=== Aufgaben ===
• 1. Gib aus dem Textabschnitt alles von „Die Zeiten sind“ bis hinunter zu „auf ihren Smartphones.“ wortgetreu aus.
• 2. Fasse den Absatz im Textabschnitt, der mit „Die Zeiten sind vorbei.“ beginnt, als Stichpunktliste zusammen, ohne seine wesentlichen Fakten zu verlieren.

=== Textabschnitt ===
----
Bei Volkswagens eigener Software-Tochter Cariad holpert es beträchtlich, die Wolfsburger haben sich darum mit der Samsung-Tochter Harman als Alternative verbündet

Bei Volkswagens eigener Software-Tochter Cariad holpert es beträchtlich, die Wolfsburger haben sich darum mit der Samsung-Tochter Harman als Alternative verbündet. (Bild: Cariad Group)

Was waren das doch für goldene Zeiten: Die Autohersteller der Welt durften sich bis vor einigen Jahren noch praktisch unantastbar fühlen – wer es mit viel Arbeit, niedrigen Preisen und etwas Glück in den Kreis der Zulieferer geschafft hatte, der durfte seine wegweisende Allrad-Technik, belüftete Massagesitze oder Zehngang-Automatik einbauen lassen. Kontakt zum Endkunden, also Otto Normalfahrer, war hingegen streng verboten. Die Lorbeeren für tolle Technik heimsten in der Öffentlichkeit allein die Chefs der jeweiligen Automarke ein.

Die Zeiten sind vorbei. Zumindest, wenn es um die neue Welt der digital vernetzten Dienste geht: Da werben fast alle Hersteller beinahe demütig damit, dass ihre Autos Amazons Alexa aufs Wort verstehen, Android Auto an Bord haben oder mit Apples Siri ganz dicke sind. Apple und Google-Mutter Alphabet haben es so ermöglicht, die beliebtesten unter Millionen Smartphone-Apps auch über das im Auto montierte Display zu nutzen. Das können Navigations-Programme und Audiostreaming-Apps sein. Auch WhatsApp oder Threema lassen sich sprachgesteuert nutzen – und die gewohnte Telefon-Anwendung des Handys nebst Kontaktliste. Nebenbei funktionieren die Fahrzeuge noch als rollende Datensammel-Maschinen für die nächsten Milliardenumsätze der Tech-Firmen. Die Verbraucher lieben all die Apps schließlich als tägliche Begleiter auf ihren Smartphones.
----
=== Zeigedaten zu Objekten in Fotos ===
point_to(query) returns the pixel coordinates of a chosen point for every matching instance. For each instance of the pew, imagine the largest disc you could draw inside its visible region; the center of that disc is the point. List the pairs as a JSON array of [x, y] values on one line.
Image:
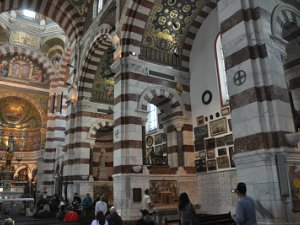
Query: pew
[[207, 219]]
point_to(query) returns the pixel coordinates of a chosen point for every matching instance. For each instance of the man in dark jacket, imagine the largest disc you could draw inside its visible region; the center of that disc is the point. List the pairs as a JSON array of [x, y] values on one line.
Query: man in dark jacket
[[113, 217], [146, 219]]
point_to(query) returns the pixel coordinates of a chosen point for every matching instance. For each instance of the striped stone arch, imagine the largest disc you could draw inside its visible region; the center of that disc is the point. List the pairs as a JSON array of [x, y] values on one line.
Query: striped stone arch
[[97, 125], [17, 50], [135, 18], [61, 12], [91, 60], [32, 101], [23, 167], [282, 15], [193, 29], [172, 102]]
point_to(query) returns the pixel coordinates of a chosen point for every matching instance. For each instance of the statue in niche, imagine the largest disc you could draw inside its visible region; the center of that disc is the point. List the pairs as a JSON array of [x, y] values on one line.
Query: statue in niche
[[10, 151]]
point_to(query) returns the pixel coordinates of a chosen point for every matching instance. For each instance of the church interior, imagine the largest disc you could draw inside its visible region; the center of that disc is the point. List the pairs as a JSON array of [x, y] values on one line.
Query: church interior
[[118, 96]]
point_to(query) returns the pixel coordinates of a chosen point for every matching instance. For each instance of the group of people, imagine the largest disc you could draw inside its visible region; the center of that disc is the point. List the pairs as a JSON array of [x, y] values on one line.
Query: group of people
[[244, 215], [245, 209]]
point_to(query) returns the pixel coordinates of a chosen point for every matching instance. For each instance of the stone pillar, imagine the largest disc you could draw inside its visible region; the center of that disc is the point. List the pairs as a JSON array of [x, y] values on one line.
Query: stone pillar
[[128, 136], [259, 102]]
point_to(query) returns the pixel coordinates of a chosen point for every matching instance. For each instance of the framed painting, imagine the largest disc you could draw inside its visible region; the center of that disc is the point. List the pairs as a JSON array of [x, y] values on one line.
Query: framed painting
[[158, 139], [229, 139], [211, 165], [202, 155], [220, 141], [223, 162], [229, 124], [200, 165], [210, 143], [158, 150], [199, 145], [201, 132], [211, 154], [200, 120], [231, 153], [218, 127], [222, 151], [225, 111], [137, 194]]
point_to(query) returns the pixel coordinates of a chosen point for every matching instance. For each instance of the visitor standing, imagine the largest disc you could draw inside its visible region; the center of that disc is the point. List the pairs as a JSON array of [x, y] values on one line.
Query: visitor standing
[[99, 219], [113, 218], [101, 206], [147, 202], [186, 209], [245, 208]]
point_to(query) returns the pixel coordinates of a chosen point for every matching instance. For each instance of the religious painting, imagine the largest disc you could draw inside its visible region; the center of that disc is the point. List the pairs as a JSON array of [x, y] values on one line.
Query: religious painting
[[149, 153], [229, 139], [294, 177], [210, 143], [23, 69], [158, 139], [137, 194], [210, 154], [225, 111], [223, 162], [200, 120], [211, 165], [218, 127], [231, 153], [106, 189], [165, 149], [200, 165], [220, 141], [229, 124], [202, 155], [163, 192], [158, 150], [201, 132], [199, 145], [222, 151]]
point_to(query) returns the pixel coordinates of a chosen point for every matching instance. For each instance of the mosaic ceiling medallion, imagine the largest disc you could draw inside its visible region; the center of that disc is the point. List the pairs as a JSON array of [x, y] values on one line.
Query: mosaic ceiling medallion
[[168, 23], [17, 113]]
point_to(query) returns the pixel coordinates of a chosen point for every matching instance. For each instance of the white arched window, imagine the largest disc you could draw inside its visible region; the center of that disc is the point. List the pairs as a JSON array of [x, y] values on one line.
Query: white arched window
[[28, 13], [151, 124], [97, 7], [221, 72]]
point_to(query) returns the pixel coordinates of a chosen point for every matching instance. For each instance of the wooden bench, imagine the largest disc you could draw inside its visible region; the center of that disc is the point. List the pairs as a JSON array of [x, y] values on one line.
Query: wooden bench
[[219, 219], [207, 219], [48, 221]]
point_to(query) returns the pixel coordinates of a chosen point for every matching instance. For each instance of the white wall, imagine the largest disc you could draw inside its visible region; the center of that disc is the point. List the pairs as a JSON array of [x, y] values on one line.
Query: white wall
[[214, 187], [203, 69]]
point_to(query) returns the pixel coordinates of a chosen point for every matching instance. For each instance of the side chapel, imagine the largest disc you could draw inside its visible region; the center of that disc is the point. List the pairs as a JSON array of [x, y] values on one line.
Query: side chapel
[[116, 96]]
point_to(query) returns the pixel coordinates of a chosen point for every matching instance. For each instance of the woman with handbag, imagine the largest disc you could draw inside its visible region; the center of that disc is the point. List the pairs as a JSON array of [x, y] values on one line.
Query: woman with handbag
[[186, 210]]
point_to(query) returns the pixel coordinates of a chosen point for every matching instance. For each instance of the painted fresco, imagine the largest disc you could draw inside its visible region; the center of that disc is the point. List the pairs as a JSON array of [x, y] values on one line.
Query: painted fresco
[[21, 69], [22, 121]]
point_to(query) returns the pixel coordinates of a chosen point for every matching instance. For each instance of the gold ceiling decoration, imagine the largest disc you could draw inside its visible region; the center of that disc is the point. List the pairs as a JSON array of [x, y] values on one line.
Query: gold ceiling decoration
[[169, 22], [18, 114], [80, 5], [25, 39]]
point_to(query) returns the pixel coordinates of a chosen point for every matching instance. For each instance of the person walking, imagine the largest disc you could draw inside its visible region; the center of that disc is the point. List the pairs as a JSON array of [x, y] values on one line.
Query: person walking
[[87, 204], [99, 219], [146, 218], [245, 208], [101, 205], [147, 202], [186, 210], [113, 217]]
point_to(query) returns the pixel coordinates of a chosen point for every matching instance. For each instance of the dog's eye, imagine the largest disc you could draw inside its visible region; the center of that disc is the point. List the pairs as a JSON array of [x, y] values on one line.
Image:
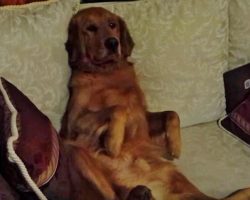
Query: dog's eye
[[92, 28], [112, 25]]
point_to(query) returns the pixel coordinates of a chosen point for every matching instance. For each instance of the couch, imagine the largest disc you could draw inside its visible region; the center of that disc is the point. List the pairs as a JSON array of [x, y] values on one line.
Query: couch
[[183, 47]]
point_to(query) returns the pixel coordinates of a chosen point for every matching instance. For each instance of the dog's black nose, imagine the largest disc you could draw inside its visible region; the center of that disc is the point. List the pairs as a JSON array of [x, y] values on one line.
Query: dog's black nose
[[111, 44]]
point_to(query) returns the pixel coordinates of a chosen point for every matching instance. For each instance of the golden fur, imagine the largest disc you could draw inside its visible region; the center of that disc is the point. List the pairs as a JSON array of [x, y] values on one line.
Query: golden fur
[[113, 141]]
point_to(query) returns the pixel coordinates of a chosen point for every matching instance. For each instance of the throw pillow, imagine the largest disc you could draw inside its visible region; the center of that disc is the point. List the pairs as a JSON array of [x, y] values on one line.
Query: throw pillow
[[29, 149], [32, 52]]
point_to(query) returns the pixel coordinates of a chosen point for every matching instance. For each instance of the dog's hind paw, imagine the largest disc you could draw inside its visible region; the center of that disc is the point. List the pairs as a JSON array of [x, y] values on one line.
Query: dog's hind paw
[[140, 192]]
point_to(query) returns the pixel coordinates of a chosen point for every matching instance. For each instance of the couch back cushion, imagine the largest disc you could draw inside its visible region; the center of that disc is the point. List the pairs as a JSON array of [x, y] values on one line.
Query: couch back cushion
[[180, 54], [32, 52], [239, 43]]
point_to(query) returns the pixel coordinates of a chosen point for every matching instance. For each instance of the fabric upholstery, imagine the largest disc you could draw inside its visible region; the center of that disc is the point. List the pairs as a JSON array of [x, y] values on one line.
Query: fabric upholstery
[[213, 160], [32, 52], [180, 54], [239, 43]]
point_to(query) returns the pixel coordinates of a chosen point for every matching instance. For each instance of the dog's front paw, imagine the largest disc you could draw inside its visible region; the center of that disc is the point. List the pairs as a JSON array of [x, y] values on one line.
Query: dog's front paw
[[173, 145], [140, 192]]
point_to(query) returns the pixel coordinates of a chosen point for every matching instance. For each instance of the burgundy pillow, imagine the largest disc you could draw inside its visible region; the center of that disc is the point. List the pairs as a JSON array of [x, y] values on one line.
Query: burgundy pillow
[[241, 116], [237, 93], [29, 149]]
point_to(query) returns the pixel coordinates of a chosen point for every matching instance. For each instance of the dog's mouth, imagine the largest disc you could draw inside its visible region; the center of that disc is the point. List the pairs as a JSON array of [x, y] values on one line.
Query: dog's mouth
[[106, 60]]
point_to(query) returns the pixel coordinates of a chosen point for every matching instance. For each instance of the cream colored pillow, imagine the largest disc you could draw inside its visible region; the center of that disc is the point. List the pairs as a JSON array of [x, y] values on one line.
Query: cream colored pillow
[[32, 53], [180, 54], [239, 43]]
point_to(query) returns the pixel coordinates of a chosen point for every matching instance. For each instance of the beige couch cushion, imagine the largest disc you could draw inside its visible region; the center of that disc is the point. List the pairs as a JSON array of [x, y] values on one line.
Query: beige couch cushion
[[180, 54], [213, 160], [32, 53], [239, 43]]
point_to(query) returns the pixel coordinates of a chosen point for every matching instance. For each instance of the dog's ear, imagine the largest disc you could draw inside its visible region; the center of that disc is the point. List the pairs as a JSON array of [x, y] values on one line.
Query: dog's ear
[[127, 43], [73, 44]]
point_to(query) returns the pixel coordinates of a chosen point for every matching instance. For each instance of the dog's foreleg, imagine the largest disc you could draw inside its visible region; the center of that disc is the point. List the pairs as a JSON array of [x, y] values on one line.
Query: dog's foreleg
[[115, 135], [164, 129]]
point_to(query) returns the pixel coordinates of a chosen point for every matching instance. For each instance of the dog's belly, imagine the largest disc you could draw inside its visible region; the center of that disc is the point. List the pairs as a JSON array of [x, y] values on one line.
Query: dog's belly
[[130, 172]]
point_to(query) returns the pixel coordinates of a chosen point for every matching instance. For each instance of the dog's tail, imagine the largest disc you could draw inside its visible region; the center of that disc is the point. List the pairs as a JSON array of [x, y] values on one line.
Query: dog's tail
[[243, 194]]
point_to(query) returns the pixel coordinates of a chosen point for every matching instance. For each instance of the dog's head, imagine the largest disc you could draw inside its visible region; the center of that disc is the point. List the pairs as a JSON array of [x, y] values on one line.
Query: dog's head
[[97, 38]]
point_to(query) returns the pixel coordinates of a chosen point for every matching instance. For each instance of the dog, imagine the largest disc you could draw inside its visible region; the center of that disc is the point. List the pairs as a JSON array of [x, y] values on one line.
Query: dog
[[115, 148]]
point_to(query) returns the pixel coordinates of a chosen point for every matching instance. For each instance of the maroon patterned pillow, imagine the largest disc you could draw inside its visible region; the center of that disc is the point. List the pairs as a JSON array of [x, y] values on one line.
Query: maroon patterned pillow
[[237, 93], [29, 148], [241, 116]]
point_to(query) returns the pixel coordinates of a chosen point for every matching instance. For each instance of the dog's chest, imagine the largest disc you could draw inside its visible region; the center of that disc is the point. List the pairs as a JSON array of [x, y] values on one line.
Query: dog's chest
[[107, 91]]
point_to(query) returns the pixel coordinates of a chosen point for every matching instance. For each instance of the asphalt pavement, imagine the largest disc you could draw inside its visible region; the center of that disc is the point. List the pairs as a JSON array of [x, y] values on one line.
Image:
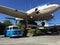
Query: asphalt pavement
[[37, 40]]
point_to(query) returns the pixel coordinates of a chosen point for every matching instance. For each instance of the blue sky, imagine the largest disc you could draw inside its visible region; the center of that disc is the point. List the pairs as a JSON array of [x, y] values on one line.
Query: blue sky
[[25, 5]]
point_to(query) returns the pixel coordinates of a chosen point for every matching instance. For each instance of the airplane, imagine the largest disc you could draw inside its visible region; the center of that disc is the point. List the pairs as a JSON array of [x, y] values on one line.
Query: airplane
[[40, 13]]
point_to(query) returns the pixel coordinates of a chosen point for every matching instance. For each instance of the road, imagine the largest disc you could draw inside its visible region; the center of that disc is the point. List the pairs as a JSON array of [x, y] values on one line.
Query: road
[[37, 40]]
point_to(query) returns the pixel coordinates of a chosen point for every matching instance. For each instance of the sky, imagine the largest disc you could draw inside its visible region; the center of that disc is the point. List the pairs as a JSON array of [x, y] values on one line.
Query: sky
[[25, 5]]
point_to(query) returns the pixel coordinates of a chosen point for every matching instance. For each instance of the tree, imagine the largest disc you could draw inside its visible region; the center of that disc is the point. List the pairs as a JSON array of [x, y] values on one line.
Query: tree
[[7, 22]]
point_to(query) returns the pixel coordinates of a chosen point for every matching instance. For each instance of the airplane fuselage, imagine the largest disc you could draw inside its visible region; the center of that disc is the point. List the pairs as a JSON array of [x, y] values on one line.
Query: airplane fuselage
[[44, 12]]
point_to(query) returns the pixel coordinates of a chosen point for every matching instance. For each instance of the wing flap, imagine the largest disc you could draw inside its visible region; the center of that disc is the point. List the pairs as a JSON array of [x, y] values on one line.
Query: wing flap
[[12, 12]]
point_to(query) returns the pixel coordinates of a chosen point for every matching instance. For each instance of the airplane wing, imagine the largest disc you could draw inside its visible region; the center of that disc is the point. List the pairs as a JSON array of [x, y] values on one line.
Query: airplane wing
[[13, 12]]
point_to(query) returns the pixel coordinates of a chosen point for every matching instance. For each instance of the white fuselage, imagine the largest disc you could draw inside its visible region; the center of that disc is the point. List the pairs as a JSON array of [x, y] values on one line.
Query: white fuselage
[[45, 11]]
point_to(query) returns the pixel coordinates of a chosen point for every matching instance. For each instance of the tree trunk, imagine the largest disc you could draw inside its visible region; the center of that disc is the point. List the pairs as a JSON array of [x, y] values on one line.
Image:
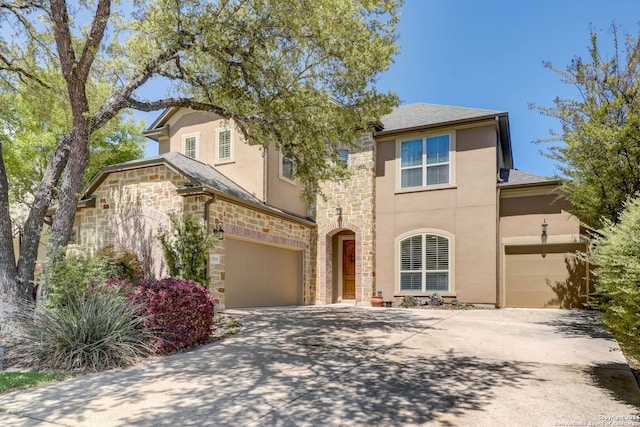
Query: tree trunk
[[9, 297], [33, 226], [71, 186]]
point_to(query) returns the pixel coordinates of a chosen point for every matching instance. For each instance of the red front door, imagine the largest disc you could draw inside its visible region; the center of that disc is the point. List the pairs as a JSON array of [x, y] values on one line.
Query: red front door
[[349, 269]]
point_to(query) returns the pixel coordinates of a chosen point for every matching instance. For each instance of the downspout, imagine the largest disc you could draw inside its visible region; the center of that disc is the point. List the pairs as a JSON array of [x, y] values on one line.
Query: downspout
[[265, 176], [206, 225], [498, 231], [499, 257]]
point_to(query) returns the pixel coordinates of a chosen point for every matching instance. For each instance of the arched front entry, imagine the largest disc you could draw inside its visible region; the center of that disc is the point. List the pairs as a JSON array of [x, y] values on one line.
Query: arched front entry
----
=== Lösungen ===
• 1.
Die Zeiten sind vorbei. Zumindest, wenn es um die neue Welt der digital vernetzten Dienste geht: Da werben fast alle Hersteller beinahe demütig damit, dass ihre Autos Amazons Alexa aufs Wort verstehen, Android Auto an Bord haben oder mit Apples Siri ganz dicke sind. Apple und Google-Mutter Alphabet haben es so ermöglicht, die beliebtesten unter Millionen Smartphone-Apps auch über das im Auto montierte Display zu nutzen. Das können Navigations-Programme und Audiostreaming-Apps sein. Auch WhatsApp oder Threema lassen sich sprachgesteuert nutzen – und die gewohnte Telefon-Anwendung des Handys nebst Kontaktliste. Nebenbei funktionieren die Fahrzeuge noch als rollende Datensammel-Maschinen für die nächsten Milliardenumsätze der Tech-Firmen. Die Verbraucher lieben all die Apps schließlich als tägliche Begleiter auf ihren Smartphones.

• 2.
- Die Zeiten, in denen sich die Autohersteller unantastbar fühlen durften, sind vorbei, zumindest bei digital vernetzten Diensten.
- Fast alle Hersteller werben damit, dass ihre Autos mit Amazons Alexa, Android Auto oder Apples Siri zusammenarbeiten.
- Apple und die Google-Mutter Alphabet machen die beliebtesten Smartphone-Apps über das Display im Auto nutzbar, etwa Navigations- und Audiostreaming-Apps.
- WhatsApp, Threema und die Telefon-Anwendung samt Kontaktliste lassen sich per Sprache steuern.
- Nebenbei sind die Fahrzeuge rollende Datensammel-Maschinen für künftige Milliardenumsätze der Tech-Firmen.
- Die Verbraucher lieben diese Apps als tägliche Begleiter auf ihren Smartphones.